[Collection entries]
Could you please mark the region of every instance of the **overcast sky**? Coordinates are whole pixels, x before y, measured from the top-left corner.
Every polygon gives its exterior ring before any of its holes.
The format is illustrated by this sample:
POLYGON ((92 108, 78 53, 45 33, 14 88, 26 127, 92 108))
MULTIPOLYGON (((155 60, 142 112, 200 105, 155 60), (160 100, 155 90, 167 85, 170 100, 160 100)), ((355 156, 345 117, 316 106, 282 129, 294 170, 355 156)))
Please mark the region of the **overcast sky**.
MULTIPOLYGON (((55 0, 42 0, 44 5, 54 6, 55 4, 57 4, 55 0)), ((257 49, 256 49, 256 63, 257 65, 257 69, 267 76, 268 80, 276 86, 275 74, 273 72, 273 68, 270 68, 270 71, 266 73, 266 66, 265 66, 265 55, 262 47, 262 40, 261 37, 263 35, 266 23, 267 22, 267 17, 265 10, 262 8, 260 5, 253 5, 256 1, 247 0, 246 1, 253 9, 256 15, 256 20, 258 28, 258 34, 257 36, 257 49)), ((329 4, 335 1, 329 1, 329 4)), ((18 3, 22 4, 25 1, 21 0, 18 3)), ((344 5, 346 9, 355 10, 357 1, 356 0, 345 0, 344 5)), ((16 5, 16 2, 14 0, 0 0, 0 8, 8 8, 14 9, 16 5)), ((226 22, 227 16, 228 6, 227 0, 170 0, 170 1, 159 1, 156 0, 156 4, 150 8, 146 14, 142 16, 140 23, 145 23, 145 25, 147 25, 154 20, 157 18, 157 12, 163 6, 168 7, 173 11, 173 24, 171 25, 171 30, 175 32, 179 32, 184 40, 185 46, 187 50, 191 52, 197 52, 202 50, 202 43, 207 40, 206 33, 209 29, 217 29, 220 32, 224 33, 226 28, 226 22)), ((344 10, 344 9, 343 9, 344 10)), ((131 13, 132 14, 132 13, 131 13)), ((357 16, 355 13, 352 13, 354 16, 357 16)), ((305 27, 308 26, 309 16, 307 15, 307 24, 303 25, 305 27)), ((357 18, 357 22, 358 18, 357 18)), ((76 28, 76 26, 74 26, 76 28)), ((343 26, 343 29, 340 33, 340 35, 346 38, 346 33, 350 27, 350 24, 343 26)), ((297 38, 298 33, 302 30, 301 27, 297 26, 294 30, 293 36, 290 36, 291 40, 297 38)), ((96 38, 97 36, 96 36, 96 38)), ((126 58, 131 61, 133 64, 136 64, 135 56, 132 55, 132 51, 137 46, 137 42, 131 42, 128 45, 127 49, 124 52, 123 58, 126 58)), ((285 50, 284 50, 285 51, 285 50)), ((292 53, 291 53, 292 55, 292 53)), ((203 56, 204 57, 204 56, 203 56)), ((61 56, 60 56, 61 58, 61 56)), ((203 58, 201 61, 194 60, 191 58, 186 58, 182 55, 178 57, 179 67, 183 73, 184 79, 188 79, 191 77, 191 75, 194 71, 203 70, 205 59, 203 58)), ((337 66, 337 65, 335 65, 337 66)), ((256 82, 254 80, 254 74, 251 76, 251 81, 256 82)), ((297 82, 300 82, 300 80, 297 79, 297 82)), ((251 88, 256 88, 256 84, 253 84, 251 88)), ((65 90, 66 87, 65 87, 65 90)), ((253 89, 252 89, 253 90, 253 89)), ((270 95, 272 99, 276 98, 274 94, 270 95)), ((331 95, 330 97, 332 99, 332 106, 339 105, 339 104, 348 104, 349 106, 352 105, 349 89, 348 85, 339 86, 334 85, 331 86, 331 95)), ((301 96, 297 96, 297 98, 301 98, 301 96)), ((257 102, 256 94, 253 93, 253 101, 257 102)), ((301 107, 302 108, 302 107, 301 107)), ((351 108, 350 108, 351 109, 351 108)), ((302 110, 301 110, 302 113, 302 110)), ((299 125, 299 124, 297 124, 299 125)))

▶ [WORK REQUIRED] Exactly reproduce all of the entries above.

▶ [ANSWER BELOW]
Could you please mark the region of every instance of the **overcast sky**? Coordinates are whole pixels, x before y, measured from the top-left corner.
Every polygon gives its exterior ring before any of its holes.
The format is illustrated by this sample:
POLYGON ((92 108, 78 53, 45 33, 14 88, 26 127, 92 108))
MULTIPOLYGON (((155 60, 142 112, 200 105, 155 60), (160 100, 155 90, 167 85, 170 100, 160 100)), ((355 156, 345 117, 316 106, 282 129, 294 170, 355 156)))
Please mark the region of the **overcast sky**.
MULTIPOLYGON (((55 0, 42 0, 44 5, 54 6, 55 4, 57 4, 55 0)), ((257 49, 256 49, 256 63, 257 65, 257 69, 267 76, 268 80, 276 86, 275 74, 273 72, 273 68, 270 68, 270 71, 266 73, 266 66, 265 66, 265 55, 262 47, 262 40, 261 37, 263 35, 266 23, 267 22, 267 17, 265 10, 262 8, 260 5, 253 5, 256 1, 247 0, 246 1, 253 9, 256 15, 256 20, 258 28, 258 34, 257 36, 257 49)), ((329 4, 335 1, 329 1, 329 4)), ((18 3, 22 4, 25 1, 21 0, 18 3)), ((344 5, 346 9, 355 10, 357 1, 356 0, 345 0, 344 5)), ((16 5, 16 2, 14 0, 0 0, 0 8, 8 8, 14 9, 16 5)), ((226 22, 227 16, 228 6, 227 0, 170 0, 170 1, 159 1, 156 0, 156 4, 150 8, 146 14, 142 16, 140 23, 145 23, 145 25, 147 25, 154 20, 157 18, 157 12, 163 6, 168 7, 173 11, 173 24, 171 25, 171 30, 175 32, 179 32, 184 40, 185 46, 187 50, 191 52, 197 52, 202 50, 202 43, 207 40, 206 33, 209 29, 217 29, 220 32, 224 33, 226 28, 226 22)), ((344 10, 344 9, 343 9, 344 10)), ((131 13, 132 14, 132 13, 131 13)), ((357 16, 355 13, 352 13, 354 16, 357 16)), ((305 27, 308 26, 309 16, 307 15, 307 24, 303 25, 305 27)), ((357 18, 357 22, 358 18, 357 18)), ((76 28, 76 26, 74 26, 76 28)), ((343 26, 343 29, 340 33, 340 35, 346 38, 346 33, 350 27, 350 24, 343 26)), ((297 38, 298 33, 302 30, 301 27, 297 26, 294 30, 293 36, 290 36, 291 40, 297 38)), ((96 38, 97 36, 96 36, 96 38)), ((126 58, 131 61, 133 64, 136 64, 135 56, 132 55, 132 51, 137 46, 137 42, 131 42, 128 45, 127 49, 124 52, 123 58, 126 58)), ((285 50, 284 50, 285 51, 285 50)), ((292 53, 291 53, 292 55, 292 53)), ((203 56, 204 57, 204 56, 203 56)), ((61 56, 60 56, 61 58, 61 56)), ((203 58, 201 61, 194 60, 191 58, 186 58, 182 55, 178 57, 179 67, 183 73, 184 79, 188 79, 191 77, 191 75, 194 71, 203 70, 205 59, 203 58)), ((337 66, 337 65, 335 65, 337 66)), ((256 82, 254 80, 254 74, 251 76, 251 81, 256 82)), ((297 82, 300 82, 300 80, 297 79, 297 82)), ((251 88, 256 88, 256 84, 253 84, 251 88)), ((65 90, 66 87, 65 87, 65 90)), ((253 89, 252 89, 253 90, 253 89)), ((270 95, 272 99, 276 98, 274 94, 270 95)), ((331 95, 330 97, 332 99, 332 106, 339 105, 339 104, 348 104, 349 106, 352 105, 349 89, 348 85, 339 86, 334 85, 331 86, 331 95)), ((301 96, 297 96, 297 98, 301 98, 301 96)), ((257 102, 256 94, 253 93, 253 101, 257 102)), ((301 107, 302 108, 302 107, 301 107)), ((351 108, 350 108, 351 109, 351 108)), ((302 110, 301 110, 302 113, 302 110)), ((299 125, 299 124, 297 124, 299 125)))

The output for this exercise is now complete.